━━━ RECORDED INFORMATION

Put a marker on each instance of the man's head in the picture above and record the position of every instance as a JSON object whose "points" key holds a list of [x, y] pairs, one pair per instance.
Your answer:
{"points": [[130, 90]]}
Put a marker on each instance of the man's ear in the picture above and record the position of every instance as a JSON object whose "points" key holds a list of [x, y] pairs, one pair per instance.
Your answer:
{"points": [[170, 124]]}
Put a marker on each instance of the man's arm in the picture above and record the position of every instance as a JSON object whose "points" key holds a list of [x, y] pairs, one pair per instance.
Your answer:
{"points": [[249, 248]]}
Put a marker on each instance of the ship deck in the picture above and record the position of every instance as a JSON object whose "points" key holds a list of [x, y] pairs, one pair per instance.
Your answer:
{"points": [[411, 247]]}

━━━━━━

● WHAT IS EXPECTED
Rewrite all of the records above, changing every "Put a marker on" to "Place a point on" and leaving everything else untouched.

● FINISHED TASK
Place a point on each instance of the man's head in the picture above and record the position of every instance as a JSON object whose "points" key holds a list of [x, y] pairs, one pair per instance.
Your answer:
{"points": [[130, 90]]}
Place a point on each instance of the man's ear in the picture above and record the position of every instance as a JSON object whose "points" key holds a list of [x, y] pairs, one pair per instance.
Your answer:
{"points": [[170, 124]]}
Place a point on each instance of the man's arm in the picture above and record the position of every instance as a JSON object whose "points" key holds a list of [x, y] pairs, one pair per instance.
Your answer:
{"points": [[249, 248]]}
Place a point on each instance of the ship deck in the picture above and record the position of every instance as a JSON object whose "points" key holds a list of [x, y] pairs, one pair per instance.
Your answer:
{"points": [[411, 247]]}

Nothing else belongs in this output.